[Teks yang Diberikan]
Penduduk Palestina Di Tanah Terjajah 1948

Pada tahun 1948 zionis berhasil mendirikan tempat tinggalnya di sekitar 77% tanah Palestina, tentunya setelah mengusir 2/3 penduduk Palestina dari tanah mereka. Ada sejumlah penduduk Palestina yang Israel belum mampu untuk mengusir mereka, jumlah penduduk Palestina ini sekitar 17% dari total jumlah keseluruhan warga zionis saat merema meneguhkan entitasnya. Orang-orang palestina yang bertahan ini kemudian dikenal dengan nama “Palestinian 43”, atau dengan apa yang disebut oleh Israel sebagai “Arab Israel”. Begitulah untuk pertama kalinya kita mendapati masyarakat Palestina menjadi kaum minoritas di negaranya sendiri, bahkan zionis memerlakukan mereka layaknya orang asing yang terpinggirkan.

Kerusakan yang telah dilakukan Israel benar-benar sangat besar. Tingkat kerusakan pertumbuhan kemasyarakatan dan ekonomi di tanah terjajah sudah tak terbayangkan. DR Ibrahim Abu jabir menghitung bahwa telah dihancurkan 478 desa dari 585 desa yang ada.

[Arahan Tugas]
**A)** Jawab pertanyaan berikut berdasarkan teks tentang penduduk Palestina tahun 1948.
(i) Berapa persen tanah Palestina yang dijadikan tempat tinggal zionis pada tahun 1948?
(ii) Dengan sebutan apa Israel menamai orang-orang Palestina yang bertahan?
(iii) Menurut DR Ibrahim Abu jabir, berapa desa yang dihancurkan dan dari berapa desa yang ada?
**B)** Kembalikan baris-baris catatan tanpa perubahan apa pun, mulai dari baris dalam catatan yang memuat "blond hair and record the coordinates." sampai dengan baris terakhir catatan, kedua ujungnya termasuk.

(Entri data yang terkumpul)
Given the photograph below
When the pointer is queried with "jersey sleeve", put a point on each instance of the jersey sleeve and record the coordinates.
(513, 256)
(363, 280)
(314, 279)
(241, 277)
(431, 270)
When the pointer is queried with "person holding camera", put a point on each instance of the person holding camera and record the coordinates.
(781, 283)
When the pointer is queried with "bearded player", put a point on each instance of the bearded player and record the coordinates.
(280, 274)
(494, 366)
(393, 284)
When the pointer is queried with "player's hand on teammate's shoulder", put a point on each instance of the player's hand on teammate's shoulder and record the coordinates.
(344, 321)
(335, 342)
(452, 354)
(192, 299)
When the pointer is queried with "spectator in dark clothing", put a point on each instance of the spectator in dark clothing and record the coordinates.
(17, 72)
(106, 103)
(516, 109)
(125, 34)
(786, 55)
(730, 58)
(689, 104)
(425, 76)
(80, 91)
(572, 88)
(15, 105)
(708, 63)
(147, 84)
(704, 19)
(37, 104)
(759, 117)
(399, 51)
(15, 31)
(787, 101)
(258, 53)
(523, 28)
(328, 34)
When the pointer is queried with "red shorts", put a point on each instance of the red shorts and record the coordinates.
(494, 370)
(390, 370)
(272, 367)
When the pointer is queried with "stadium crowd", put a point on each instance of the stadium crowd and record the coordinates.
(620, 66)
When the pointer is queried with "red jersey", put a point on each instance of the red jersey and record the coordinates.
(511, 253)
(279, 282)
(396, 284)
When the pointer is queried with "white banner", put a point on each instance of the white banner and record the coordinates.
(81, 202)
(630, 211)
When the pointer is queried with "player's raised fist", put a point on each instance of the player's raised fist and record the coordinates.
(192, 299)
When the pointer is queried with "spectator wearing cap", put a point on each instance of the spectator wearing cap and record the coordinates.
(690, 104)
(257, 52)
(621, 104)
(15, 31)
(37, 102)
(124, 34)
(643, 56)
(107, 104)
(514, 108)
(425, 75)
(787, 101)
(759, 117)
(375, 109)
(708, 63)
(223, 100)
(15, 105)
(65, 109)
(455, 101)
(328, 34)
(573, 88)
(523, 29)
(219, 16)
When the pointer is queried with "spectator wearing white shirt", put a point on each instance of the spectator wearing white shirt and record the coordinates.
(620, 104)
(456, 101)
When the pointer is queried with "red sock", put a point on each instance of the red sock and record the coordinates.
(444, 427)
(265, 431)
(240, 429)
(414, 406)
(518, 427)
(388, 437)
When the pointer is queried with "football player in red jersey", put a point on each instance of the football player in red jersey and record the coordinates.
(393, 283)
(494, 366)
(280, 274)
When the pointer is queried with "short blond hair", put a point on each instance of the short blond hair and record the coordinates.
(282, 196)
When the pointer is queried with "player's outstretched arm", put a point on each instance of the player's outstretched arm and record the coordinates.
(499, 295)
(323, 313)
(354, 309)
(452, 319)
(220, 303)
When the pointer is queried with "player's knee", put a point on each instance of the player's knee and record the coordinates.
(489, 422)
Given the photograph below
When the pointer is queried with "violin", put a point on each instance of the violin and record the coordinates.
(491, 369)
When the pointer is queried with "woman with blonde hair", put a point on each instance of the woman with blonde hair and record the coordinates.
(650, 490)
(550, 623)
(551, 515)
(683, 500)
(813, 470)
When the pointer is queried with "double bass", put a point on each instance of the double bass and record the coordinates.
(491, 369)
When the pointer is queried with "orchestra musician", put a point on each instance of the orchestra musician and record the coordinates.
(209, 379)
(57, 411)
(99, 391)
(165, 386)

[Jawaban Tugas]
**A)**
(i) Sekitar 77%.
(ii) "Arab Israel".
(iii) 478 desa dari 585 desa.

**B)**
When the pointer is queried with "short blond hair", put a point on each instance of the short blond hair and record the coordinates.
(282, 196)
When the pointer is queried with "player's outstretched arm", put a point on each instance of the player's outstretched arm and record the coordinates.
(499, 295)
(323, 313)
(354, 309)
(452, 319)
(220, 303)
When the pointer is queried with "player's knee", put a point on each instance of the player's knee and record the coordinates.
(489, 422)
Given the photograph below
When the pointer is queried with "violin", put a point on each instance of the violin and record the coordinates.
(491, 369)
When the pointer is queried with "woman with blonde hair", put a point on each instance of the woman with blonde hair and record the coordinates.
(650, 490)
(550, 623)
(551, 515)
(683, 500)
(813, 470)
When the pointer is queried with "double bass", put a point on each instance of the double bass and record the coordinates.
(491, 369)
When the pointer is queried with "orchestra musician", put a point on each instance of the orchestra musician and record the coordinates.
(209, 379)
(57, 411)
(99, 391)
(165, 386)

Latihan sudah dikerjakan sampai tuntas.